Add -126 to every coordinate of the answer points, and write out again the stretch from the start of the records through the line that contains "[(100, 42), (118, 42)]", requests included.

:: Data for this task

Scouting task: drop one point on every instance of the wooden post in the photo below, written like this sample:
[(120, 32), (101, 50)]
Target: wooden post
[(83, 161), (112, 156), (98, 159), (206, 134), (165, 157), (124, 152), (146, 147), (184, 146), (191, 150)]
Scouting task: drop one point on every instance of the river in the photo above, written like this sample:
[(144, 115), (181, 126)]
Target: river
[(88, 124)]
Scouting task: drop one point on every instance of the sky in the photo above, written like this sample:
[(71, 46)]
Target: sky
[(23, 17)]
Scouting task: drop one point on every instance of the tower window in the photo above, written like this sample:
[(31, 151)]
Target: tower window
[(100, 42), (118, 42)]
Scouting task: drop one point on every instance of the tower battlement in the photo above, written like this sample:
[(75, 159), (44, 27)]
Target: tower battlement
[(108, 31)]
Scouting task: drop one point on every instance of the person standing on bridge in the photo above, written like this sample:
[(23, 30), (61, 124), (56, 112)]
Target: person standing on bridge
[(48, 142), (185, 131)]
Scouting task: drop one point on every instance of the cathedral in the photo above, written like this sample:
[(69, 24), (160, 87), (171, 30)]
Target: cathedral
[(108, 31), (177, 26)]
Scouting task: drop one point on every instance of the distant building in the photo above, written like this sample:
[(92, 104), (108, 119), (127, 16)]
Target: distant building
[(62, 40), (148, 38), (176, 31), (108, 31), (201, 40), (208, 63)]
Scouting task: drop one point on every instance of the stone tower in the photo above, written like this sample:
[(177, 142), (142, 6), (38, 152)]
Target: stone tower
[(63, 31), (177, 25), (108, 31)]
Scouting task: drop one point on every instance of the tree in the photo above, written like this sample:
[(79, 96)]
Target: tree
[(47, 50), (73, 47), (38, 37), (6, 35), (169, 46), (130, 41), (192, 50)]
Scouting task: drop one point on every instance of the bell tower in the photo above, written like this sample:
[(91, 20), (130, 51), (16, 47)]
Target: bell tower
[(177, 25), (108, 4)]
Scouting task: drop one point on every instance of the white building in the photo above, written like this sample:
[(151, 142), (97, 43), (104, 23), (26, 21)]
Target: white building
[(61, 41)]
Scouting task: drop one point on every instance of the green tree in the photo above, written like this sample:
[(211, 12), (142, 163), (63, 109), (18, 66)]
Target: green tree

::::

Output for this exercise
Scouting task: drop one point on every instance of the wooden post in the photo below, written like this sample:
[(120, 32), (101, 50)]
Target: wooden post
[(-43, 35), (-14, 30), (-28, 33), (80, 8), (39, 31), (-2, 26), (20, 21), (58, 20), (65, 24)]
Scouting task: drop one point on every instance of the river in the photo above, written like this sample:
[(144, 115), (181, 126)]
Target: river
[(-38, -2)]
Scouting task: drop one point on every instance of the sky in the photo above, written like this sample:
[(71, 46)]
Target: sky
[(-103, -109)]
Scouting task: drop one point on every instance of the tower window in the photo above, written like this sample:
[(31, 151)]
Target: tower window
[(-26, -84), (-8, -84)]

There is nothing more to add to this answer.